:: Source text
On Friday, 16 January 2015 01:21:04 UTC+5:30, Feng Xiao wrote:


On Tue Jan 13 2015 at 3:17:26 PM Arjun Satish <arjun....@gmail.com> wrote:
Since this feature is never going to be exposed, what advice do you have for people who are using this feature and want to migrate to v3? Also, what can we do as users to skip encoding certain fields with the new library?
We are aware of the migration difficulties from v2 to v3 due to removed features. As such we do not encourage existing users to migrate and commit to continue the support for proto2 syntax.

You could have both proto2 and proto3 syntax files in your project and they are allowed to import each other despite the syntax differences.
 

Thanks,

On Tue, Jan 13, 2015 at 3:10 PM, Feng Xiao <xiao...@google.com> wrote:


On Tue, Jan 13, 2015 at 3:05 PM, Arjun Satish <arjun....@gmail.com> wrote:
Feng,

What do you mean when you say "In C++/Java/Python where we support both proto2 and proto3, default values will continue to exist"?
What I meant is that you can still find its traces in the implementation but the feature itself is not exposed publicly in proto3 (i.e., we are still using it under-the-hood).
 
When I run protoc (v3) with the syntax="proto3" tag, it shows an error "Explicit default values are not allowed in proto3." and exits (no code is generated). This does not let me use other proto 3 features if my proto definition file contain default values.
::::
:: Dataset excerpts
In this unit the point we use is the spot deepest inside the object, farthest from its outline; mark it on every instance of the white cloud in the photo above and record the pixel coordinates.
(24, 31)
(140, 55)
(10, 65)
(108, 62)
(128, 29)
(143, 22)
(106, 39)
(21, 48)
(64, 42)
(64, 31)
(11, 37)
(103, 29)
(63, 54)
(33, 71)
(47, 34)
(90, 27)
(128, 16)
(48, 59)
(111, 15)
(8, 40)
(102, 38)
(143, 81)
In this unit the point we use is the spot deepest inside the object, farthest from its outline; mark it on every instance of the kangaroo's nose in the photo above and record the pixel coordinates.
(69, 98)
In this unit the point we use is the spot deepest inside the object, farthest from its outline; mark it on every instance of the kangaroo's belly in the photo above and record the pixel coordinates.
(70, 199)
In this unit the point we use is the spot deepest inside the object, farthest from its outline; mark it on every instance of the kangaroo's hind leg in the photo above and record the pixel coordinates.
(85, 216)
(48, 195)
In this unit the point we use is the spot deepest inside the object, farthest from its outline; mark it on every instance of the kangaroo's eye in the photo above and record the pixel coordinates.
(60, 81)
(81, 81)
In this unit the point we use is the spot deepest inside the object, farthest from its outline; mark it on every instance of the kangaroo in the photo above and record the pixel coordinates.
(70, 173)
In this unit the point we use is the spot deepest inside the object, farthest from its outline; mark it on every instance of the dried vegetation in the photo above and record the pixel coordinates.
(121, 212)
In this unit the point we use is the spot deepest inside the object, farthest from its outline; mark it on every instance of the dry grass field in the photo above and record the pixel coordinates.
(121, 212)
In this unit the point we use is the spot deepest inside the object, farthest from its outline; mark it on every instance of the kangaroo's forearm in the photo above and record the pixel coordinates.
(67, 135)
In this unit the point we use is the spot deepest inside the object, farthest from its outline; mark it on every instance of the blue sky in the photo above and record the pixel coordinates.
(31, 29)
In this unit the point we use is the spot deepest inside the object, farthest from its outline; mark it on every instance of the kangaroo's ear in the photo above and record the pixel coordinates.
::::
● Job 1
List every date and time given in the message header lines of the proto3 email thread.
● Job 2
Continue the proto3 email thread from its last line.

● Written reply 1
- Friday, 16 January 2015 01:21:04 UTC+5:30
- Tue Jan 13 2015 at 3:17:26 PM
- Tue, Jan 13, 2015 at 3:10 PM
- Tue, Jan 13, 2015 at 3:05 PM

● Written reply 2
Thanks for your timely responses! Highly appreciate it!




On Tue, Jan 13, 2015 at 10:35 AM, Feng Xiao <xiao...@google.com> wrote:


On Mon, Jan 12, 2015 at 10:40 PM, Arjun Satish <arjun....@gmail.com> wrote:
Would it be possible to re-introduce this feature in a subsequent release? It seems like you are still using it under-the-hood.
In C++/Java/Python where we support both proto2 and proto3, default values will continue to exist. In new languages (e.g., ruby) though, the support for non-zero default values will be dropped completely.
 
And because of the benefits I mentioned above, I strongly feel that it will only help the community.
As far as I know, the decision is final. Internally a lot Google projects have already adopted the new syntax and so far we have not heard problems caused by disallowing default values. It's unlikely this will be changed in the future. The omission of this feature (and other features) is to make the language simpler and to allow more idiomatic implementations in a wider range of languages. It's believed this decision will help the protobuf community (both protobuf maintainers and protobuf users) and we expect proto3 to be a version that can be more easily adopted than proto2 by new users due to these simplifications. For existing users who rely on removed features, they can continue to use proto2 and that will be supported for a long time (if not forever). Currently we generally do not recommend migrating existing proto2 projects to proto3 because of incompatibility issues (e.g., extensions are dropped in proto3) and only recommend new users to use proto3.
 

Best,

On Wed, Jan 7, 2015 at 8:01 PM, Feng Xiao <xiao...@google.com> wrote:
+liujisi, who should have a better idea of why default value is dropped from proto3 and what alternatives users can rely on.

Internally the design of proto3 has been discussed among a group of people for quite a long time, but most of them haven't subscribed this forum though...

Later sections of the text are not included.